# Extrait source:
'''
La trame du livre tourne autour de l’évocation d’un épisode de la grande guerre du Liban, connu sous le nom de "la guerre de la montagne". Il s'agit de massacres perpétués en 1983 entre maronites (chrétiens) et druzes. Le livre mentionne bien la filiation entre cette guerre là et des conflits antérieurs similaires, principalement celui de 1860. Cependant il ne propose pas de réelle analyse ou explication - à part celle que la guerre est atroce, et qu'il y a des "bons" et des "méchants" des deux côtés. Un lecteur non averti pourrait conclure à un certain fatalisme de la guerre en général, et (raccourci encore plus dangereux) au fatalisme de la guerre entre des communautés de religions différentes.
Afin d'éviter ces pièges, et quand bien même ce ne serait le but premier du roman, il aurait fallu à mon sens évoquer un peu plus le contexte historico-politique de l'entité libanaise et son avatar principal: le confessionnalisme religieux, système consacré aussi bien par l'empire ottoman que plus tard par les autorités mandataires françaises.
Car cette "guerre de la montagne" libanaise est un exemple parfait des conséquences de l'instrumentalisation de la religion qui masque les vraies lignes de fractures entre les différents protagonistes (ici les communautés Druzes et Chrétiennes): Fractures sociales et politiques et non pas religieuses ou culturelles, comme le roman peut le laisser entendre.
'''
# Consignes:
[1] D'après l'extrait, en quelle année ont eu lieu les massacres de la « guerre de la montagne » entre maronites et druzes ?
[2] Citez sans modification le passage de l'extrait qui s'ouvre sur les mots contenant "Afin d'éviter ces" et se clôt sur "le laisser entendre.".

(Enregistrements sources)
'''
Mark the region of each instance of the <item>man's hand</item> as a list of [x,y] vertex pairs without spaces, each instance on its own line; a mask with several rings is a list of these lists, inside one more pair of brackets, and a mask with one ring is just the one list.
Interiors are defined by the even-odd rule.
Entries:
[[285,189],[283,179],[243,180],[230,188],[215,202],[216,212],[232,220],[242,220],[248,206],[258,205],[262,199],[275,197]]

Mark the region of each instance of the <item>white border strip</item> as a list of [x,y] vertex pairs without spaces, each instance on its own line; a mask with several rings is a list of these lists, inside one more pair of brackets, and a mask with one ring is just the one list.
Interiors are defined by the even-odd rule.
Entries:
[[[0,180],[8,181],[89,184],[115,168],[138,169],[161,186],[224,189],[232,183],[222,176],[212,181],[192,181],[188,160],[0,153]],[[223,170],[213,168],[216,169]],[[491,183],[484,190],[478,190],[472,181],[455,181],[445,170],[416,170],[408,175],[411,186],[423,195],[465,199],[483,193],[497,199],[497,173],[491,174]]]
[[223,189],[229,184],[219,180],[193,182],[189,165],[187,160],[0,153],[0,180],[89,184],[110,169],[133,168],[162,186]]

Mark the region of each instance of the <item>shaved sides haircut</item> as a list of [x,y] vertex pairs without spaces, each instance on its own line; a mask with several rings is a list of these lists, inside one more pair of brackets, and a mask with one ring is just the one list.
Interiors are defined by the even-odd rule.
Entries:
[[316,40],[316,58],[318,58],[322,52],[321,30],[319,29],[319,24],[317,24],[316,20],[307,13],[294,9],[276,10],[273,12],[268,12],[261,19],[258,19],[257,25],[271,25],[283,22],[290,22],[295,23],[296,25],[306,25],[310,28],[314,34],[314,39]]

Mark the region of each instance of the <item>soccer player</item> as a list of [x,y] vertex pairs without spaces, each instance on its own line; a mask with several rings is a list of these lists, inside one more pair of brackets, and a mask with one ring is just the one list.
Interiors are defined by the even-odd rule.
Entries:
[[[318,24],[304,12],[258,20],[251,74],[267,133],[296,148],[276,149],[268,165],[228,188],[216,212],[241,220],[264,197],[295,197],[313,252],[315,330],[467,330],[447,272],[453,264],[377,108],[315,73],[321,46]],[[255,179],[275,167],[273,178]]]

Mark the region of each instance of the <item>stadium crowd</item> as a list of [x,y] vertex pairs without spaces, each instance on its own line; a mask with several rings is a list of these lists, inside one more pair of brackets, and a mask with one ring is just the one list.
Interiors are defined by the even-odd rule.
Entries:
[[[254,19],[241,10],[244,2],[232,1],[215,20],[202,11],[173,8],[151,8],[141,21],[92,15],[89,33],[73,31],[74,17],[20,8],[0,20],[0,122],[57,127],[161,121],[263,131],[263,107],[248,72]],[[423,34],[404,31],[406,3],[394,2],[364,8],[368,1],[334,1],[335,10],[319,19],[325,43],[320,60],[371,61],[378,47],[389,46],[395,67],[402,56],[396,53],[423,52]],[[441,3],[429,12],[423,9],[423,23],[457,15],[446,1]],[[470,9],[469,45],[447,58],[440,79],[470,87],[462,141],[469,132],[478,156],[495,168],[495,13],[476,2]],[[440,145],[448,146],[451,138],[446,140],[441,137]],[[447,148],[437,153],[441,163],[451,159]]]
'''
# Corrigé:
[1] En 1983.

[2]
Afin d'éviter ces pièges, et quand bien même ce ne serait le but premier du roman, il aurait fallu à mon sens évoquer un peu plus le contexte historico-politique de l'entité libanaise et son avatar principal: le confessionnalisme religieux, système consacré aussi bien par l'empire ottoman que plus tard par les autorités mandataires françaises.
Car cette "guerre de la montagne" libanaise est un exemple parfait des conséquences de l'instrumentalisation de la religion qui masque les vraies lignes de fractures entre les différents protagonistes (ici les communautés Druzes et Chrétiennes): Fractures sociales et politiques et non pas religieuses ou culturelles, comme le roman peut le laisser entendre.